* **Exercise details**
Please repeat the entries exactly as they appear and omit any images.

Segment Start: Input

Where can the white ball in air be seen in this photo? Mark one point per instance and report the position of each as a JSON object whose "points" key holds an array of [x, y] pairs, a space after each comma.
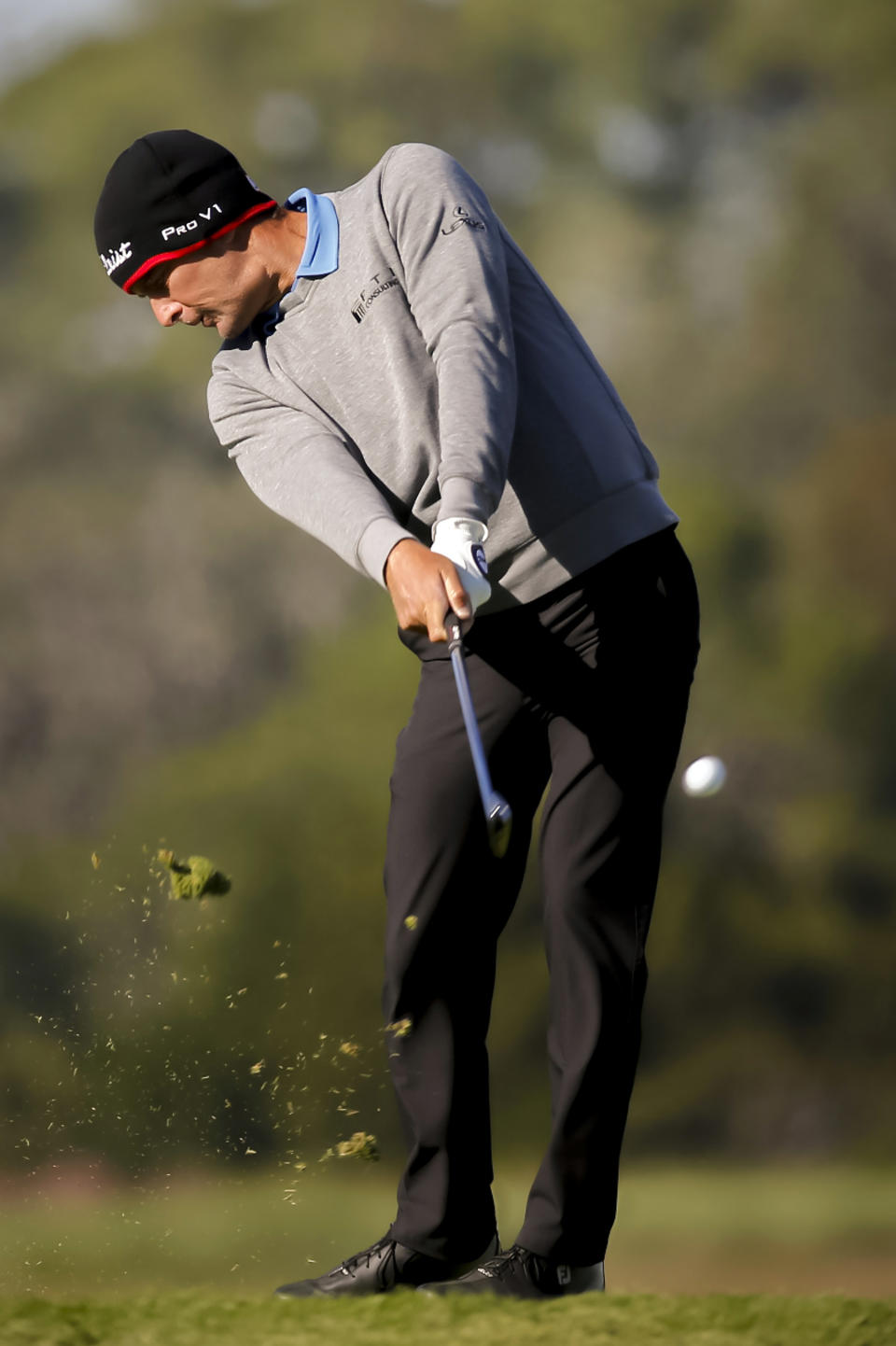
{"points": [[706, 776]]}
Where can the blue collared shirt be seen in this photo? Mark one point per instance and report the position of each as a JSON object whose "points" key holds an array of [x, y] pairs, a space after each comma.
{"points": [[322, 244], [320, 255]]}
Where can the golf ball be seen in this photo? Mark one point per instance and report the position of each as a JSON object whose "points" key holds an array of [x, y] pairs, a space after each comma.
{"points": [[706, 776]]}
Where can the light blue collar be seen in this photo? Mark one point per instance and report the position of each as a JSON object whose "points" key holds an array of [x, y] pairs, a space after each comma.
{"points": [[322, 244]]}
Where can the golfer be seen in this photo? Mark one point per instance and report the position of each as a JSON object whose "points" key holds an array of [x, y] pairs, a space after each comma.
{"points": [[399, 381]]}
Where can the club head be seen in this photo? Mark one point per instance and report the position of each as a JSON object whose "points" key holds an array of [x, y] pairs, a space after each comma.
{"points": [[499, 824]]}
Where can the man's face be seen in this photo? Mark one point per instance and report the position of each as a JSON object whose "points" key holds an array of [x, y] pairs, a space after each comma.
{"points": [[219, 286]]}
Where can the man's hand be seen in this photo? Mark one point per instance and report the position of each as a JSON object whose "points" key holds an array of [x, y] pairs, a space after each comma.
{"points": [[423, 585]]}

Segment End: Input

* **Answer box**
Where can the white ball in air be seen in this photo? Mark one point per instance and report the position of each as a JSON object whose "points" key holds an array of [x, y] pairs, a space after each comma.
{"points": [[706, 776]]}
Where can the blue collared shirt be seen in this photo? Mark one point per instance and report the position of each as a JSON object whose "points" key holds an array of [x, y] pairs, a space after each comma.
{"points": [[322, 244], [320, 255]]}
Where can the golf ball be seen in this photo? Mark one point per instance and report the position of each as a JSON object whose "points" key holds an array of [x, y] pairs, a space after each comma.
{"points": [[706, 776]]}
Where can the light blue collar be seen in this photo? Mark one point per instance and report the position of each as a JSON object whose "points" key holds an array of [x, y] pairs, a space after each comma.
{"points": [[322, 244]]}
Where can the golfer be seen in this photo? Mark one point per instance and report the position of each as a JSON object whose "points" key holds an array of [x, y] pairs, a space after each comma.
{"points": [[399, 381]]}
Where can the club head be seen in this photo? Mark one point per instance and report the position of each as a JSON object whose "points" key holds an array of [x, y] pairs, a space after each comma.
{"points": [[499, 824]]}
Where can the man's face be seen in this photo? Mark one point per instance and report the position of each as a JSON object whose "points" key holds an array of [x, y] pairs, a space after each comma.
{"points": [[219, 286]]}
Where can the man's hand be seen in this photo? Mark one point per instance and report the position of each as a JSON object whose "points" key holds an array of [x, y] pairs, a space after each comma.
{"points": [[423, 585]]}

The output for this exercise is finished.